本文:
説明

ガラスブランクの製造方法、磁気録媒体基板の製造方法および磁気記録媒体の製造方法

【課題】溶融ガラスからプレス成形により磁気記録媒体基板用のガラスブランクを作製するガラスブランクの製造方法において、プレス成形直前の溶融ガラス塊の粘度分布を均一化することにより、板厚偏差が小さく、高い平坦度を有するガラスブランクを製造する方法を提供する。
【解決手段】ガラス流出口より流出する溶融ガラス流を空中に垂下させた状態で切断し、溶融ガラス塊を分離、落下させ、平坦なプレス成形面によりプレスして薄板ガラスに成形する際に、分離時の溶融ガラス塊の水平断面における最大径Aに対する鉛直方向の長さBの比B/Aが0.5〜5の範囲内になるようにガラス流出口の口径を定めるとともに、溶融ガラスの流出粘度が500〜1050dPa・sの範囲で一定となるよう溶融ガラスの流出温度を制御するガラスブランクの製造方法。

設問:
a: 本文によると、溶融ガラスの流出粘度はどの範囲で一定になるように制御されるか。
b: ガラスブランクの製造方法を述べた本文の続きを書け。

項目:
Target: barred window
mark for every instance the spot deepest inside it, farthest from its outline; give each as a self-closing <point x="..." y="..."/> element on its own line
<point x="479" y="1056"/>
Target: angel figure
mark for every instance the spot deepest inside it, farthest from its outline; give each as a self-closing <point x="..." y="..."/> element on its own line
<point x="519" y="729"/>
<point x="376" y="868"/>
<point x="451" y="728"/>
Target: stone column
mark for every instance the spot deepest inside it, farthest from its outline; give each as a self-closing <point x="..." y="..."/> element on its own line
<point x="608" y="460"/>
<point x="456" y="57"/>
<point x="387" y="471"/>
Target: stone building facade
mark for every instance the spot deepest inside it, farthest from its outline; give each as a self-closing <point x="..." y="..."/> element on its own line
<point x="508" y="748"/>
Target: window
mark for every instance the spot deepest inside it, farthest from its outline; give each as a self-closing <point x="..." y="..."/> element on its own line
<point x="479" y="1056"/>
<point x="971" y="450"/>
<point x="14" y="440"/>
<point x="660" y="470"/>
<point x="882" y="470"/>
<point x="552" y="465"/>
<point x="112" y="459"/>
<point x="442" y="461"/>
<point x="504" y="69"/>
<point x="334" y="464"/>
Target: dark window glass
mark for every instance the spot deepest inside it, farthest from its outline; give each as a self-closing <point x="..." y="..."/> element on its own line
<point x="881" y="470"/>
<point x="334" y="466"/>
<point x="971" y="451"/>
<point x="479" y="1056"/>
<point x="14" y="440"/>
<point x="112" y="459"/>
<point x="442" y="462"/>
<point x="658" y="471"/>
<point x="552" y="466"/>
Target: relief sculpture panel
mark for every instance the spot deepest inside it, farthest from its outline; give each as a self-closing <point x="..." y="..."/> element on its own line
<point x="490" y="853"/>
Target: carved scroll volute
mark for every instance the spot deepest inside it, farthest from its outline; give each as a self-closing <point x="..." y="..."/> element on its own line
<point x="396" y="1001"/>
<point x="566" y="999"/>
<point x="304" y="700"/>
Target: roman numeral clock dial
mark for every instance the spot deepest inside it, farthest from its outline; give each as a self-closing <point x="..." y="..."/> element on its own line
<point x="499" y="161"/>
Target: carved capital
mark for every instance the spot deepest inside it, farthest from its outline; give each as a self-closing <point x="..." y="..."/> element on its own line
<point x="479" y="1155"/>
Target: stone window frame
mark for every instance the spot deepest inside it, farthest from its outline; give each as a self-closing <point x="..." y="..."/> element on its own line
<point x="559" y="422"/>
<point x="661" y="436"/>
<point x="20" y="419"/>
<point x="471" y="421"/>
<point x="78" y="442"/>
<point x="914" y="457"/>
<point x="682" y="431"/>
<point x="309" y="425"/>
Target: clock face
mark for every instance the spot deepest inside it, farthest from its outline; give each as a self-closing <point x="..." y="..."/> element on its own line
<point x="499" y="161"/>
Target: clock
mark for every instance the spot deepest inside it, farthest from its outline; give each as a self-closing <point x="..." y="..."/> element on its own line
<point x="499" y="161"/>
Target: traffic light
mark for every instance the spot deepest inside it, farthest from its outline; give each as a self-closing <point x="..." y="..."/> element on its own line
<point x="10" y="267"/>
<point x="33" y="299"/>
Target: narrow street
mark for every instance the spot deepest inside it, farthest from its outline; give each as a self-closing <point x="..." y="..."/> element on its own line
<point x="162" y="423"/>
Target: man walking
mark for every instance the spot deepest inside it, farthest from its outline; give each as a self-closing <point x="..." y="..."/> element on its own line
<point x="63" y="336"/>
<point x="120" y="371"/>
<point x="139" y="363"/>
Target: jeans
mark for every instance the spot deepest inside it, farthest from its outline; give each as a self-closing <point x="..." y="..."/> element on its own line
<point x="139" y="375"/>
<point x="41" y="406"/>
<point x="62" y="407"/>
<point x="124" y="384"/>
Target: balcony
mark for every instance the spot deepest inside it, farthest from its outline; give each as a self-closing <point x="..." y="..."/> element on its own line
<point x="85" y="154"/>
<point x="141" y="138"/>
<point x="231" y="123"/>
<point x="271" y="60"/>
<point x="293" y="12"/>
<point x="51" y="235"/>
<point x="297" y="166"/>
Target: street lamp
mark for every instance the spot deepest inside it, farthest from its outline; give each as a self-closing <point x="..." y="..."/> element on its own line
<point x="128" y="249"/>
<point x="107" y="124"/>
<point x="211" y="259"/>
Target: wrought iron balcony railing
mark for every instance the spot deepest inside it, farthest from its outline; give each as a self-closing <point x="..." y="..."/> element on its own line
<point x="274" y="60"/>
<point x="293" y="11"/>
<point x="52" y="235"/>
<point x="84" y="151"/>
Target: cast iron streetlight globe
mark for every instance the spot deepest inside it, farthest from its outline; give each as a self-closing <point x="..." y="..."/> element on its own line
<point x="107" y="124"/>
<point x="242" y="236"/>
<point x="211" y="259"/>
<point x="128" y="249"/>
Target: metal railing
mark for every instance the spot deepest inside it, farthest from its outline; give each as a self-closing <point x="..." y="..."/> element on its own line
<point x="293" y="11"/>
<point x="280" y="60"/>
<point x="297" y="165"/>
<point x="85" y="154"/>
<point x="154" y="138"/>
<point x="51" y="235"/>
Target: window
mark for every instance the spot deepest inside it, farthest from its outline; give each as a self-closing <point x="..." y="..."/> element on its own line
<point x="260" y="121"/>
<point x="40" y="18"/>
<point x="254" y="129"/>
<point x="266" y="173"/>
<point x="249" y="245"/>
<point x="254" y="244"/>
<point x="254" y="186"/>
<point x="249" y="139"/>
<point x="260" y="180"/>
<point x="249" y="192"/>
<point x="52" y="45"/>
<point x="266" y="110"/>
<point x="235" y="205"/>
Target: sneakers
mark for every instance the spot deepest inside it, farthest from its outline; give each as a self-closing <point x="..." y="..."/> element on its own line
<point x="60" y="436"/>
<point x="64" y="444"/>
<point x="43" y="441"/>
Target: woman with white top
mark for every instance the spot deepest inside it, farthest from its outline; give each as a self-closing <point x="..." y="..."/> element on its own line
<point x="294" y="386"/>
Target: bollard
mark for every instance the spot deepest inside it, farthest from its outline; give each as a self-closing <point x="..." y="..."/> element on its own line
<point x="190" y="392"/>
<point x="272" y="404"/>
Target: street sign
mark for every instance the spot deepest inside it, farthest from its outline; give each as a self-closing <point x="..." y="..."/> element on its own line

設問別解答:
a: 500〜1050dPa・sの範囲で一定になるように制御される。

b:
【発明の詳細な説明】
【技術分野】
【0001】
本発明は、ガラスブランクの製造方法、磁気録媒体基板の製造方法および磁気記録媒体の製造方法に関する。
【背景技術】
【0002】
従来、プレス成形工程を経て磁気記録媒体用基板(磁気ディスク基板)を製造するには、特許文献1に記載されているように、プレス成形によって得た円盤状のガラスブランクの主表面をラッピング工程で研削し、基板として要求されるレベルにまで平坦度を高めるとともに板厚偏差を減少させ、さらに、ポリッシング工程により主表面を仕上げる方法(従来法1)がとられている。ポリッシング工程は主表面を平滑かつ欠陥のない面に仕上げるための工程であって、ディスク主表面の平坦度や、板厚の均一性を高めることはできない。
【0003】
磁気ディスク基板の製法には、特許文献2に記載されているように、フロート法、ダウンドロー法などによってシートガラスを成形し、このシートガラスから円盤状のガラスをくりぬき、中心穴あけ加工、内外周加工、主表面のポリッシング加工を施す方法(従来法2)がある。この方法では、平坦度の高いシートガラスが得られるので、平坦度、板厚の均一性を高めるためのラッピング工程は不要である。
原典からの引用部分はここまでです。